(Beginning of Quoted passage)

We were also interested in how she felt about the challenges of representing a sector which has often very mixed views. “I think we are on a road to citizenship for young people. I don’t think we’re anywhere near the end of that journey yet. And I think each generation that comes along has to challenge for the next. Organisations like ALLFIE, because they have disabled people at their heart in a way we don’t, are part of that challenge. Looking forward I think we will keep falling out with ALLFIE and I think it’s a really important thing that we do, provided in the end what we have is a constructive dialogue. You’re the essential grit in the machine. One of the things I’ve learnt in my career is the need to learn from disabled people about their experiences.

“I recognise regularly the frustration of the disabled people’s movement that things do not seem to progress in the way they need to and most of the time that frustration is one that’s shared. I might regret this but I would encourage organisations like ALLFIE to keep being frustrated and to keep pushing us to move and to change.”

Discussion

There are 3 responses

  1. Comment by Stephen Hamilton
    Gravatar of Stephen Hamilton
    Stephen Hamilton · 11 October 2017

    This is really well written article on a very important subject matter. I’m also pleased to see that the review was conducted by someone with so much experience, that being Christine Lenehan.

    Reply

  2. Comment by Tara Flood
    Gravatar of Tara Flood
    Tara Flood · 12 October 2017

    I agree with alot of what Christine says but my heart sinks when I read about the likely recommendations coming out of the RSS review. Christine alludes to the lifetime impact of childhood segregation and yet the RSS review has failed to address the fundamental question about whether such settings should really exist and whether their existance is in fact a barrier to the development of a fully inclusive education system and fair and equal society – ALLFIE, you wont be surprised to know, absolutely does see the existance of segregated provision as a barrier to inclusion and equality.
    it is disapointing that the CDC, in its role as the Government’s SEND Reform partner, has failed to embrace the aspiration set out in Article 24 of the UN Convention on the Rights of Perons with Disabilities – what is it that the rest of the world understands, but the UK fails to acknowledge?

    The UNCPRD Committee, in its recently published Concluding Observations document, highlights many failings by the UK Government and has given a clear reminder to the Government that ‘inclusive education is not a choice, it is a human right’.

    In addition and in the run up to Anti Bullying Week I also worry about Christine’s suggestion that special schools are havens from bullying – this just isnt true.
    Almost every Disabled person we talked to as part of the How Was School project talked about bullying being an every day occurrance in their special school – from their peers and from teaching, support and care staff.
    in many respects the existance of special schools often provide a convenient cover for mainstream schools who dont want to address incidents of Disablist bullying because there is somewhere else for the Disabled young person to be moved to. Sadly this gives a very clear message to Disabled young people that they are the problem.
    Bullying is wrong and should be dealt with where ever it occurs, but this will only happen when we accept it can happen everywhere.

    Reply

  3. Comment by Nigel Utton
    Gravatar of Nigel Utton
    Nigel Utton · 15 October 2017

    The answer is simple. Residential schools and segregated special schools should not exist. All children should be educated locally in fully inclusive schools. The expertise and support should follow the child.
    There is absolutely no need to segregate children based on their intellectual, physical or behavioural needs. The fact that the school quoted respected all 800 pupils equally should be the norm for every school! Every child is an individual with specific needs. Every child. Not just children with an identified disability.
    We need leaders in education with the courage to stand up and say this publicly. Thank you ALLFIE for saying what nobody else seems brave enough to say.

(End of Quoted passage)
(Beginning of Listed entries)

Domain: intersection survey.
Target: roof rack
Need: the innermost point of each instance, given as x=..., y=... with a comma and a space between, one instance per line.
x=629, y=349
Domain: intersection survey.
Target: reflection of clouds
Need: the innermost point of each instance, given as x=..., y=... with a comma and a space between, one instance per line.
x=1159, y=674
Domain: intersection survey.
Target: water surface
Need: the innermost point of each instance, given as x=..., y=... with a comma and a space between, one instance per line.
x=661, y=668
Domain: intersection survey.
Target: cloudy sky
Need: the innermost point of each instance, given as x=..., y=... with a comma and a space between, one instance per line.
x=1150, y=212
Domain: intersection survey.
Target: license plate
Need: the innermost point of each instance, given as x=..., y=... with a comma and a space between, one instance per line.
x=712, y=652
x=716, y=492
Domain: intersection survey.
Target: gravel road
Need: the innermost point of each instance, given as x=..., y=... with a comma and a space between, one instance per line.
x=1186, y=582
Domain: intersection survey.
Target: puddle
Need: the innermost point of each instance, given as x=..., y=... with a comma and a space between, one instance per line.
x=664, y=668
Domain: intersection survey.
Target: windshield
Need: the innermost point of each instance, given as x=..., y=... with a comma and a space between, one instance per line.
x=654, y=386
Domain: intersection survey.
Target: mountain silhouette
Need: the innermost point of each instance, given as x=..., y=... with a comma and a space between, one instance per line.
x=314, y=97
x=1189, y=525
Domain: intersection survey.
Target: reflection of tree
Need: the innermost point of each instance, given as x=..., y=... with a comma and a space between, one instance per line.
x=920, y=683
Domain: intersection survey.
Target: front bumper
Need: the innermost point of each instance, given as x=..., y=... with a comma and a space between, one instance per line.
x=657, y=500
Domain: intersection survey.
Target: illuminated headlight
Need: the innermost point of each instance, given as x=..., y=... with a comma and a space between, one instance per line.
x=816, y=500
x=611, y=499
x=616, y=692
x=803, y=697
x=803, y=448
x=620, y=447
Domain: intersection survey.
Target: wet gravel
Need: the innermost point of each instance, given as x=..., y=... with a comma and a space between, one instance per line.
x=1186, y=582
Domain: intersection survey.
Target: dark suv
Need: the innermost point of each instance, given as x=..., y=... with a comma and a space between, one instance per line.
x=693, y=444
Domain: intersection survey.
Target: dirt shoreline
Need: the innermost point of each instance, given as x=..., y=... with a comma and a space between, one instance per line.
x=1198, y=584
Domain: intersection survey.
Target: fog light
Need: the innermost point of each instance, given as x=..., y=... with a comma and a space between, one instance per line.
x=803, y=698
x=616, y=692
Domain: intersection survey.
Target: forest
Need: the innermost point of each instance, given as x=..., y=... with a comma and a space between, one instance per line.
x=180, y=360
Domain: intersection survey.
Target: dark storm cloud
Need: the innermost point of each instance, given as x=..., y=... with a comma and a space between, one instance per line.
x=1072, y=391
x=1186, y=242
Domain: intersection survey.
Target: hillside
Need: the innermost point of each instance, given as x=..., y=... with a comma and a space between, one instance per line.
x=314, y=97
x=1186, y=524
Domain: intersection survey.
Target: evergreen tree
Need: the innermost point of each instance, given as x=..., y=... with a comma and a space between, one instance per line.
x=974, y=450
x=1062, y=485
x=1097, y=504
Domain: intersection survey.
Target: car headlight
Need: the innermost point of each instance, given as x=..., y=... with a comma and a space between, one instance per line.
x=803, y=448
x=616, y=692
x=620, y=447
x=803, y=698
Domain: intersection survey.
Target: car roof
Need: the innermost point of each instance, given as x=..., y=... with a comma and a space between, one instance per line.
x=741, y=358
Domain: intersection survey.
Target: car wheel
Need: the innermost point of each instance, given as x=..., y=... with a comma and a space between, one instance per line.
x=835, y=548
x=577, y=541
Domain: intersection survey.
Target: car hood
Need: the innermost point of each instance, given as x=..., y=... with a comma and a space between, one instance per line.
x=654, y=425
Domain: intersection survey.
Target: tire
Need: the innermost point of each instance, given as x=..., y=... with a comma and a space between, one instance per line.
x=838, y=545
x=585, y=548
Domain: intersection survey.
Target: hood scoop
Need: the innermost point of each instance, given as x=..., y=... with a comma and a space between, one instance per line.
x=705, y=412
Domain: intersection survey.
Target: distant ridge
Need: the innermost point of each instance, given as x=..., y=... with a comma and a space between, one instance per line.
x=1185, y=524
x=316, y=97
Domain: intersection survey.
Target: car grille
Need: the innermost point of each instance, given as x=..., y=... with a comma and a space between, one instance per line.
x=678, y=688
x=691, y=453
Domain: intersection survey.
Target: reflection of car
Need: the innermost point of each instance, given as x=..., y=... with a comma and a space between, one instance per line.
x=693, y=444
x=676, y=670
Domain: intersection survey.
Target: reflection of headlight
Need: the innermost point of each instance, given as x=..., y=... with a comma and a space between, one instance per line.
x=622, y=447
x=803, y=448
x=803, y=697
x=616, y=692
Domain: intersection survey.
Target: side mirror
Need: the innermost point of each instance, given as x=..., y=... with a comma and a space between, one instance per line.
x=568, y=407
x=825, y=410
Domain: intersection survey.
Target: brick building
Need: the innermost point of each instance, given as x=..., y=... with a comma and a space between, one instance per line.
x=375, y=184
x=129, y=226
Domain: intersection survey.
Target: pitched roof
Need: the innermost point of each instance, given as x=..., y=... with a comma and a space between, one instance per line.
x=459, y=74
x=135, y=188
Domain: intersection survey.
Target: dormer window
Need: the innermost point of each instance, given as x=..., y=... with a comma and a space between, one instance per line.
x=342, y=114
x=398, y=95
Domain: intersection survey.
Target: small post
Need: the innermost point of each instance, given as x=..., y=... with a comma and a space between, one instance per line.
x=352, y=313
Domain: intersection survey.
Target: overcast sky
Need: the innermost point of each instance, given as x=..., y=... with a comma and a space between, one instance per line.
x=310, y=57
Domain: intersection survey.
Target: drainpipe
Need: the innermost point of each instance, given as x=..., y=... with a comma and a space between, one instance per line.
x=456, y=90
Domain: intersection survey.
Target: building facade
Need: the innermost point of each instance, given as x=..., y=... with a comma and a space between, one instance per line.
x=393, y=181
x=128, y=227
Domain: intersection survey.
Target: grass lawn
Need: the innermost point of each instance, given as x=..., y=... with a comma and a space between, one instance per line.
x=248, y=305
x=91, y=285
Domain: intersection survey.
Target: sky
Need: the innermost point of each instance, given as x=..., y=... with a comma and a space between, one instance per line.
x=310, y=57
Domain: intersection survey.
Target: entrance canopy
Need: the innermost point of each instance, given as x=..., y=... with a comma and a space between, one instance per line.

(End of Listed entries)

• _Prompt_: Repeat word for word the part of the text on segregated schooling that begins at "it is disapointing" and stops after "just isnt true.".

• _Response_:
it is disapointing that the CDC, in its role as the Government’s SEND Reform partner, has failed to embrace the aspiration set out in Article 24 of the UN Convention on the Rights of Perons with Disabilities – what is it that the rest of the world understands, but the UK fails to acknowledge?

    The UNCPRD Committee, in its recently published Concluding Observations document, highlights many failings by the UK Government and has given a clear reminder to the Government that ‘inclusive education is not a choice, it is a human right’.

    In addition and in the run up to Anti Bullying Week I also worry about Christine’s suggestion that special schools are havens from bullying – this just isnt true.